§ Written request
Everything from the line containing "of the crossbody" through the final line of the records must be transcribed verbatim; nothing else belongs in the result.

Extracted data entries:

— Start —

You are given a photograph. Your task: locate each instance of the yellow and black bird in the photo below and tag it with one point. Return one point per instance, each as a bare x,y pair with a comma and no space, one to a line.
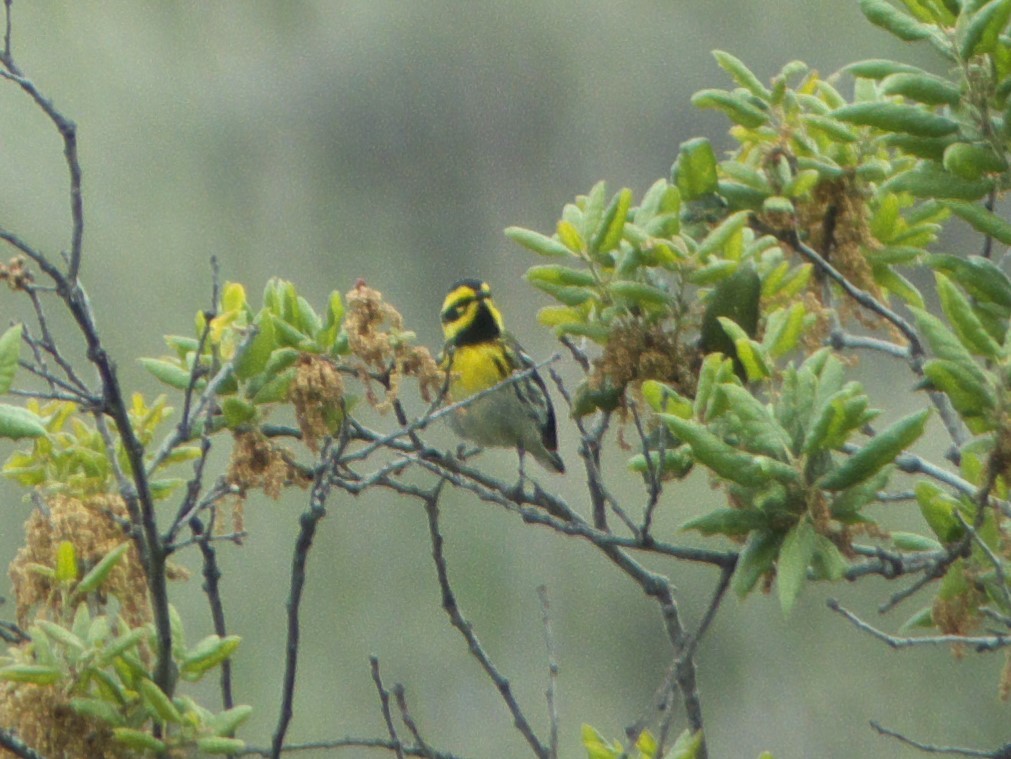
478,355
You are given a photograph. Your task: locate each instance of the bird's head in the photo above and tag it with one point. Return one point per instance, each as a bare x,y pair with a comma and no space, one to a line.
469,315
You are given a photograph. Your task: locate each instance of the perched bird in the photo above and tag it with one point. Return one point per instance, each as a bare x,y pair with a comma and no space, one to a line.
478,355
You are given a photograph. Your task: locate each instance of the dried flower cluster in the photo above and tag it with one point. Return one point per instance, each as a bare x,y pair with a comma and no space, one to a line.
94,527
16,273
43,720
638,352
257,462
317,395
376,337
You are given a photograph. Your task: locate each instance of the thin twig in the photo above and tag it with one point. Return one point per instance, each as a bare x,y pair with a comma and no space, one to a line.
550,694
981,643
378,744
308,522
211,588
387,717
401,702
13,744
1004,752
459,622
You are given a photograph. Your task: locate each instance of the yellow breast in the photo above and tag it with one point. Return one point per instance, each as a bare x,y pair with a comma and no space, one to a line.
475,368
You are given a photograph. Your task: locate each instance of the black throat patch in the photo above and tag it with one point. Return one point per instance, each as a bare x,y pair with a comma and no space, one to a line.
481,329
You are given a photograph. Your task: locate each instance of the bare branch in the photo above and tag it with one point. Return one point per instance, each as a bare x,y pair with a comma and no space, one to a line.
549,643
1003,752
211,588
408,721
384,703
348,743
981,643
308,522
13,744
459,622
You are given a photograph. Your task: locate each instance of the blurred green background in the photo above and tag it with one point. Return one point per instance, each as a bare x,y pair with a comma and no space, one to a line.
323,141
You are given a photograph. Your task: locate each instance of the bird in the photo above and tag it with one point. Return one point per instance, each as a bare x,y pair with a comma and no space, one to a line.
479,354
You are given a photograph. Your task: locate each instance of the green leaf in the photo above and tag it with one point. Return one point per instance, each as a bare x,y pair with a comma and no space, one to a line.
208,653
121,644
983,221
755,560
98,573
981,277
686,746
674,463
784,329
795,557
254,359
878,68
219,745
695,169
741,74
961,316
973,161
159,704
66,563
732,522
608,234
665,399
31,673
837,130
938,509
927,148
921,619
894,117
640,293
877,454
970,392
922,87
756,429
727,461
827,562
539,244
914,542
737,108
225,723
945,345
96,708
139,740
883,14
61,635
847,503
930,181
10,353
168,372
980,35
237,411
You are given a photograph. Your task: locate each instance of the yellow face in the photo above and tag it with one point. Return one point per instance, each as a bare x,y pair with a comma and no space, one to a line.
468,313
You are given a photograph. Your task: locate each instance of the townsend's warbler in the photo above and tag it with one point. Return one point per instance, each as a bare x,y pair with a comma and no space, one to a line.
479,355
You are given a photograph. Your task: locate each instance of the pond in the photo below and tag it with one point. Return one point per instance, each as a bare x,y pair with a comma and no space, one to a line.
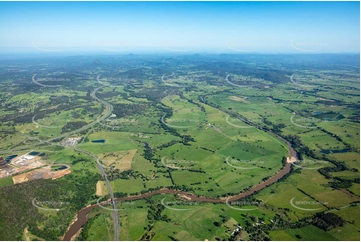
9,158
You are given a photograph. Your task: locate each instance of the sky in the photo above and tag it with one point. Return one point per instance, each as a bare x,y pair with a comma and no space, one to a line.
182,27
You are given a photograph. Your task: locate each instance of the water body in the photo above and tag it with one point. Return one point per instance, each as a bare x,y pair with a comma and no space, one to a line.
82,214
9,158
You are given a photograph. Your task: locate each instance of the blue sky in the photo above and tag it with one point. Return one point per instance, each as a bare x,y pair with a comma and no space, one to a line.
234,27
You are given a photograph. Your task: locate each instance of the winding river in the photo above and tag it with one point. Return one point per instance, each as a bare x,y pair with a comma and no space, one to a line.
82,214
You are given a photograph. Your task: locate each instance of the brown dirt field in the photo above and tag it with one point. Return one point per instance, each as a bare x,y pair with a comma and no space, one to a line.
42,173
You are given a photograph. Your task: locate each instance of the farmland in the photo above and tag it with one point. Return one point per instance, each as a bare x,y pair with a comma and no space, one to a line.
159,150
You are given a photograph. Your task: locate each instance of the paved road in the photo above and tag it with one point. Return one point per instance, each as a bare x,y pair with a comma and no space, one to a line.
43,85
106,113
112,199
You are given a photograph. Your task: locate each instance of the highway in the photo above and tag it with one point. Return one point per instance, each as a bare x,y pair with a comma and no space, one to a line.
115,211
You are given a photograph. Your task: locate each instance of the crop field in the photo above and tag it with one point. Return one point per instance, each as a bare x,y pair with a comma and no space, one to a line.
191,148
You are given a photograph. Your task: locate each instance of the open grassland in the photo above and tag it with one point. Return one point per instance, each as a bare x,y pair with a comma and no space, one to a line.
121,160
6,181
308,233
114,141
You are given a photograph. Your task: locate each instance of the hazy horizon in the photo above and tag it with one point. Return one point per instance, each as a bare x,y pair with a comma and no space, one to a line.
180,27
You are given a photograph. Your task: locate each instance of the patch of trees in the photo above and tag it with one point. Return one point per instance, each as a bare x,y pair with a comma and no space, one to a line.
125,109
75,191
70,126
327,221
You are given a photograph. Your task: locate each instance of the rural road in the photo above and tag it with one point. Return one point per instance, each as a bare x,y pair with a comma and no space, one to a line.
112,199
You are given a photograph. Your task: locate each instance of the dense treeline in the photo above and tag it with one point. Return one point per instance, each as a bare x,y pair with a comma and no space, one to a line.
71,193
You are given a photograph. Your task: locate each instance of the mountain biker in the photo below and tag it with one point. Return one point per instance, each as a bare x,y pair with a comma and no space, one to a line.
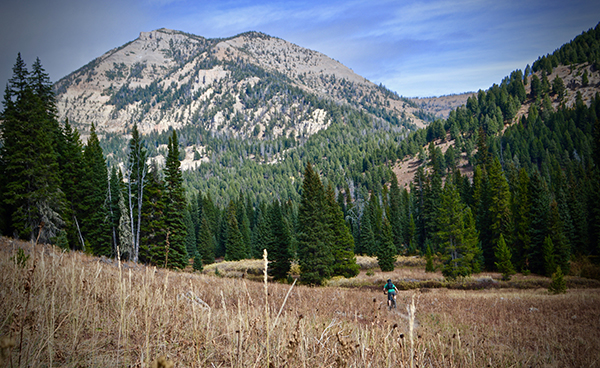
391,291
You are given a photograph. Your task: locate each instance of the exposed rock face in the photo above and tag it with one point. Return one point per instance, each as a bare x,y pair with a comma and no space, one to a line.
251,85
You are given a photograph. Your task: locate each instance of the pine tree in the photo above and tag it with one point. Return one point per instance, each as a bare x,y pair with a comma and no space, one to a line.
521,208
395,215
153,246
342,242
367,235
279,249
262,236
205,242
235,249
548,256
96,222
558,284
135,175
429,258
72,175
386,252
175,208
457,235
31,196
314,254
499,209
503,256
114,211
539,223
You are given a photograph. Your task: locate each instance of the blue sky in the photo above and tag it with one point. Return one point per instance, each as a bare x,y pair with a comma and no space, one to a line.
416,48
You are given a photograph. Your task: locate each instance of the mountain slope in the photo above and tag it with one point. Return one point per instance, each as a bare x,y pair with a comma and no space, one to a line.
234,86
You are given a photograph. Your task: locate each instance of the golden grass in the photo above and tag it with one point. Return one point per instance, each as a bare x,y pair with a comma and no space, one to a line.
93,312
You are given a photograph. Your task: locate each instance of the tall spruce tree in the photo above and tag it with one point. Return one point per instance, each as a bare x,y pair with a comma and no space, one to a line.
386,252
72,174
279,249
96,222
31,196
175,208
499,209
539,223
342,242
135,175
314,252
205,242
235,248
152,232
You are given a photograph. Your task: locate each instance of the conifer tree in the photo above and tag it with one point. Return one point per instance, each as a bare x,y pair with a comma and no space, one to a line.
114,211
429,258
503,256
386,252
72,174
279,248
499,209
521,218
235,249
262,236
205,242
31,195
342,242
135,175
153,234
548,256
96,221
539,223
457,235
367,236
558,284
314,254
395,215
175,208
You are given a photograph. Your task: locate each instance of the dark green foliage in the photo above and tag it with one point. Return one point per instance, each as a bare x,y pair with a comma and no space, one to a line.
342,242
386,252
175,209
31,197
539,223
205,243
153,235
198,265
548,256
429,257
503,257
136,173
279,249
457,235
558,284
235,248
96,221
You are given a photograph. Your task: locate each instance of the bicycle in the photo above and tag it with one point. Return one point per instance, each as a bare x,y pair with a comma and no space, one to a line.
391,300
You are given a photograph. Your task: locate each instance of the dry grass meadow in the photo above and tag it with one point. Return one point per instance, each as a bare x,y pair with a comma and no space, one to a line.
67,309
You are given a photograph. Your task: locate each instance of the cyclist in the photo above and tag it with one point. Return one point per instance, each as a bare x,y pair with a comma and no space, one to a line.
391,291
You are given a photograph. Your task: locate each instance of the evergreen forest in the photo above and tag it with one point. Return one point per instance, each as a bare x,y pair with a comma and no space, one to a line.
530,204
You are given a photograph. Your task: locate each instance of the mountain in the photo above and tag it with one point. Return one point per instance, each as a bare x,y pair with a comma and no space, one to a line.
233,86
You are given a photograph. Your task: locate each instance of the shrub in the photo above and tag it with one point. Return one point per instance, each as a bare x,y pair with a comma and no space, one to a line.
558,285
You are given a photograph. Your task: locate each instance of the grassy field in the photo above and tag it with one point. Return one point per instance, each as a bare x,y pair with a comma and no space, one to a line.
72,310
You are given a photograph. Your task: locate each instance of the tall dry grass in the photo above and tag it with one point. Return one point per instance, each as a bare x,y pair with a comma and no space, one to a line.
92,312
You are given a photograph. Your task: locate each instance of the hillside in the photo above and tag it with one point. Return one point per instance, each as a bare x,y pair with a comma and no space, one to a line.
234,86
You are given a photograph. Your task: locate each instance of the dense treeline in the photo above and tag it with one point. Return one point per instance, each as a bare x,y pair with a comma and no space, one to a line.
532,203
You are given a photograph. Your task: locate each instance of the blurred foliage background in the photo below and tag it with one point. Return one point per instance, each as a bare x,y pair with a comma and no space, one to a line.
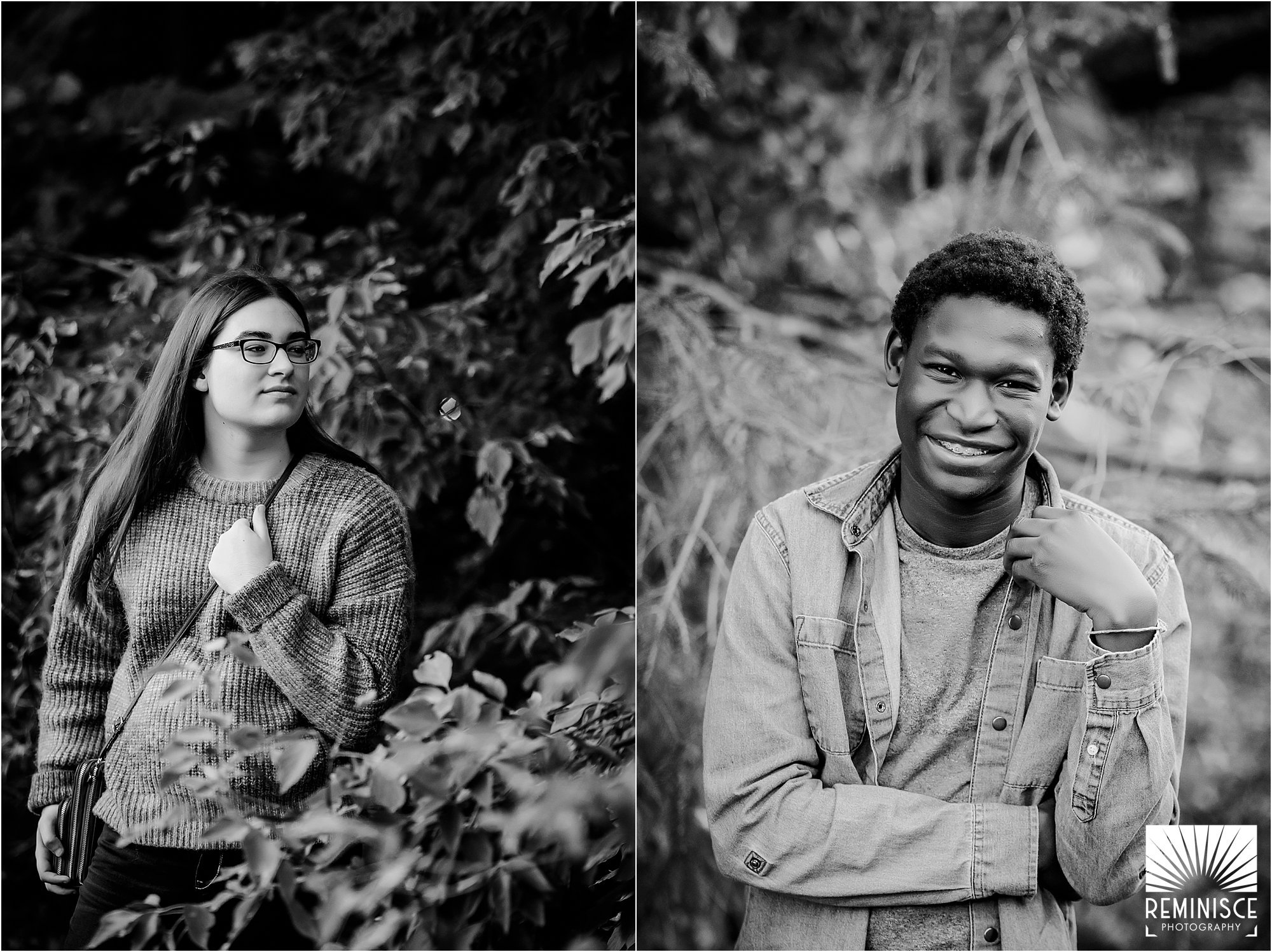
796,162
450,188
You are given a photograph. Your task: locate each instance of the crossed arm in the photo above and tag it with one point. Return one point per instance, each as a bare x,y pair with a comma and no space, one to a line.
863,845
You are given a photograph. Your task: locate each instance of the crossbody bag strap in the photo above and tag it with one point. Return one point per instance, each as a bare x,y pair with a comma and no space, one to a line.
190,621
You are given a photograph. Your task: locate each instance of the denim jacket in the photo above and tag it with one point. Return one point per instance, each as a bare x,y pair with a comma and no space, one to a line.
802,704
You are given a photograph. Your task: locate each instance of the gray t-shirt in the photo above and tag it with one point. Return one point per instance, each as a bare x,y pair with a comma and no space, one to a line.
951,602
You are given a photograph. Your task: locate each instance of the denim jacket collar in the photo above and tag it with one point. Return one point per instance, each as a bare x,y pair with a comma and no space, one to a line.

— End —

§ Solution to the exercise
You are given a photograph. Your task: locate each instance of the crossbody bag strap in the photo above and tag it with one point. Return one point per instance, each as a bare x,y pair with a comma and no space, one to a line.
190,621
You are given a photograph. Your task: locate each instance of the denim jacket in the photo above and tag it with one point. Return one point per instance, each as a bare x,y pair with a comma and no space, one to a line.
802,704
You are given a photograph. Your task: locate each instance of the gray t-shirt in the photo above and tag it with one point. Return one point per instance, each as a bare x,y pair with a comma and no space, one to a line.
951,602
You are given a photograph. Your task: locate each instance of the denim jacket collar in the photo above and tag it with one point. Return one point per instance, each as a bare x,y pair with a comma and no space, one to a line.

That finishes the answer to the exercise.